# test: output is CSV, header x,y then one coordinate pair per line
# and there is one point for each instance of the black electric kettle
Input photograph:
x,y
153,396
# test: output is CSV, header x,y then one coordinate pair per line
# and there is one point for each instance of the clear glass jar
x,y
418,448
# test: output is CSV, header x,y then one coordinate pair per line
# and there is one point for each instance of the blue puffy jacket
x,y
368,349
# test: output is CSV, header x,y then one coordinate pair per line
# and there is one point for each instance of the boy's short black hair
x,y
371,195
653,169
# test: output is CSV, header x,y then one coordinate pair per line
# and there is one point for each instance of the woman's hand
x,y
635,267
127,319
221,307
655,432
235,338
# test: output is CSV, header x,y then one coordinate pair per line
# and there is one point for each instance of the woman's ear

Job ▸ Rewrite all the data above as a numbered list, one line per item, skipping any blank lines.

Output for this exercise ▸
1. # test: output is CSV, header x,y then one coordinate pair per line
2. # and there is one point for each instance of the black electric kettle
3. Input photograph:
4. x,y
5. 153,396
6. # test: output is CSV, header x,y then one coordinate pair per line
7. # and there is one point for each instance of the clear glass jar
8. x,y
9. 418,448
10. # test: output is CSV, header x,y then one coordinate pair per line
11. # and there is one point for each instance of the blue puffy jacket
12. x,y
13. 368,349
14. # test: output is CSV, header x,y then one coordinate pair per line
15. # and there is one point for each instance of the boy's short black hair
16. x,y
17. 371,195
18. 653,169
19. # test: output is CSV, header x,y then one coordinate pair per line
20. # and there is one point for each instance of the woman's hand
21. x,y
22. 635,267
23. 127,319
24. 221,307
25. 655,432
26. 235,338
27. # test: output is CSV, header x,y then one coordinate pair per line
28. # and there is one point for each instance of the woman's ear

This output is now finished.